TASK OBJECTIVE:
Rewrite the listing from its first line up to and including the line with "point(96, 47)", replacing "marker" with "dot" everywhere and leaving everything else unchanged.

RECORD EXTRACTS:
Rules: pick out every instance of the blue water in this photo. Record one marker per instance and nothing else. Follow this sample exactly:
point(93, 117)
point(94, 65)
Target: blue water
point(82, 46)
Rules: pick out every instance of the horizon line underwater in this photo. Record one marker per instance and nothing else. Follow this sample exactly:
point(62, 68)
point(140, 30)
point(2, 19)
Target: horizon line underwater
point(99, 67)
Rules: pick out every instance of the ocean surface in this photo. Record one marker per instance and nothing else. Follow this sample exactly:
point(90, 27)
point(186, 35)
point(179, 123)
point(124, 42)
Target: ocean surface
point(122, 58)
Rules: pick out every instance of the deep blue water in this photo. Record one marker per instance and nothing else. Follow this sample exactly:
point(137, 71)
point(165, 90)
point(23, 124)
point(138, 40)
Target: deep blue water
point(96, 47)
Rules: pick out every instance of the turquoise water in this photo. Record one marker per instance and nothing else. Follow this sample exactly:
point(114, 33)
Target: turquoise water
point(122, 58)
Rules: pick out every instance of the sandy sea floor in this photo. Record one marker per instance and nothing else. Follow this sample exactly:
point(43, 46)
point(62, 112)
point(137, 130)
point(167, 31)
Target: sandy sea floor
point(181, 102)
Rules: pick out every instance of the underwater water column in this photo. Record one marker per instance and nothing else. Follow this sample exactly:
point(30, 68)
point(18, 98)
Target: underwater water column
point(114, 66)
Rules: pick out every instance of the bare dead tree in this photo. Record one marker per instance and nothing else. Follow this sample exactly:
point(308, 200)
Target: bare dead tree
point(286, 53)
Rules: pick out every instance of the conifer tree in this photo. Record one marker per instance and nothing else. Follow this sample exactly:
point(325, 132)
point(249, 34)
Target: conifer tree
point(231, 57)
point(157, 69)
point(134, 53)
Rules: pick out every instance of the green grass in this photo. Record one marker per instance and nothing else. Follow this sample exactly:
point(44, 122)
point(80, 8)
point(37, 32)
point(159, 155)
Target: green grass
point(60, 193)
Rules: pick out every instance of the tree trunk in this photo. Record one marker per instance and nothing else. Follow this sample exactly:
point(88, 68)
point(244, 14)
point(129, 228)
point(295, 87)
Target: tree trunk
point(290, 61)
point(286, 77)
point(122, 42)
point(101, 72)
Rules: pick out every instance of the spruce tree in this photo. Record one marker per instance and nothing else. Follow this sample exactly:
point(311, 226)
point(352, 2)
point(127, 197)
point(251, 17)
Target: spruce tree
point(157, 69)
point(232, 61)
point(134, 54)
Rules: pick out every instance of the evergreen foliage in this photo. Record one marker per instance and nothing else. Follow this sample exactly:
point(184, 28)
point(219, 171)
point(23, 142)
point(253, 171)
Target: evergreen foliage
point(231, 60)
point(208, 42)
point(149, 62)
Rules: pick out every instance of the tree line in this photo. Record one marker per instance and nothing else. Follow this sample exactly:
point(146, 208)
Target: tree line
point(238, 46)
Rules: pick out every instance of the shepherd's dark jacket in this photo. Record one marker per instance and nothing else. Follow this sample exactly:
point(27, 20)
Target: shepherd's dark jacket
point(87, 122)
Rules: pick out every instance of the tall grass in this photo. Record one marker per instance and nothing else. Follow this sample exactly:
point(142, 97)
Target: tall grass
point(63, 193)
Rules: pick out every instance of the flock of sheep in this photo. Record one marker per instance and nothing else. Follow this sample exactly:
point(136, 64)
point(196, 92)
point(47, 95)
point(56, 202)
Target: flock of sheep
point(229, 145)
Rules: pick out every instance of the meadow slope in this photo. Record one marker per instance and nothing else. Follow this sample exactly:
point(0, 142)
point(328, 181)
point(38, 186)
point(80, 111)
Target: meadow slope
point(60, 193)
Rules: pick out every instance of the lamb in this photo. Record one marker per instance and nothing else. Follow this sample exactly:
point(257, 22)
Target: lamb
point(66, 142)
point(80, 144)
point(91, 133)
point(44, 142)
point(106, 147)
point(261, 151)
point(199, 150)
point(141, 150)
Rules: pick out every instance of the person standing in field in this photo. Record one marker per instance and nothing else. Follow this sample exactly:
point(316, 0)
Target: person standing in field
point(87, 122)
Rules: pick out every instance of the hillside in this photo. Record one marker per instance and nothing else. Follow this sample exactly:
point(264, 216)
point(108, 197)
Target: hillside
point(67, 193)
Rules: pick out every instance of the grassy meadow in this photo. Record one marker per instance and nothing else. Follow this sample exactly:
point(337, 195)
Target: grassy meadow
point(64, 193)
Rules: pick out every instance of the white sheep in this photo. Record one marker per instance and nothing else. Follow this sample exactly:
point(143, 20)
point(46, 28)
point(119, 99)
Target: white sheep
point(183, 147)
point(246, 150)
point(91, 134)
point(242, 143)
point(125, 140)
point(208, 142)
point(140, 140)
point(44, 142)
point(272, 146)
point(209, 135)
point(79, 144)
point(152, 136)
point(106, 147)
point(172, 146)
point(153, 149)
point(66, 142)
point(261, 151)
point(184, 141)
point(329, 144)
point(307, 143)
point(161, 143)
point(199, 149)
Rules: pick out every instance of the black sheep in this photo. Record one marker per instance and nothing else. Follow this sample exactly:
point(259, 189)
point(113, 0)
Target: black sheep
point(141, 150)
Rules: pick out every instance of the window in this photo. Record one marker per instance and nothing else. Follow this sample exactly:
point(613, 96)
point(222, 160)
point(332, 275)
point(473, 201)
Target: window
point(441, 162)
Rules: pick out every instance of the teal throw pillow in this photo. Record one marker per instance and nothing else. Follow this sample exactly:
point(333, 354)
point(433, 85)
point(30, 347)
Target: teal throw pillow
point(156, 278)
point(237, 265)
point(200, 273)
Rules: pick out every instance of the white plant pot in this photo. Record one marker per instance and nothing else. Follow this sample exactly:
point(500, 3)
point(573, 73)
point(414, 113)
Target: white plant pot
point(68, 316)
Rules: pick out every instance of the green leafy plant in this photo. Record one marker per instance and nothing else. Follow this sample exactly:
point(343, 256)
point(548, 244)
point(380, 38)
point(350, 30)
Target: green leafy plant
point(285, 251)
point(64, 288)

WRITTEN SOLUTION:
Rules: pick out every instance of the blue water in this photo. Record one dot per instance and nothing else. Follow this sample exactly:
point(93, 117)
point(94, 65)
Target: blue water
point(82, 46)
Rules: pick out every instance of the horizon line underwater in this photo. Record one dot per instance and nothing else. Follow this sample exactly:
point(62, 68)
point(140, 30)
point(2, 19)
Target: horizon line underwater
point(99, 67)
Rules: pick out every instance of the ocean surface in this photo. Record one dot per instance and nothing else. Follow this sample exactly:
point(90, 27)
point(186, 35)
point(179, 123)
point(124, 42)
Target: ocean surface
point(122, 58)
Rules: pick out every instance of the deep blue water in this photo. Record one dot per instance and nothing else. Follow this sample exactly:
point(137, 71)
point(165, 90)
point(23, 124)
point(138, 40)
Target: deep blue water
point(96, 47)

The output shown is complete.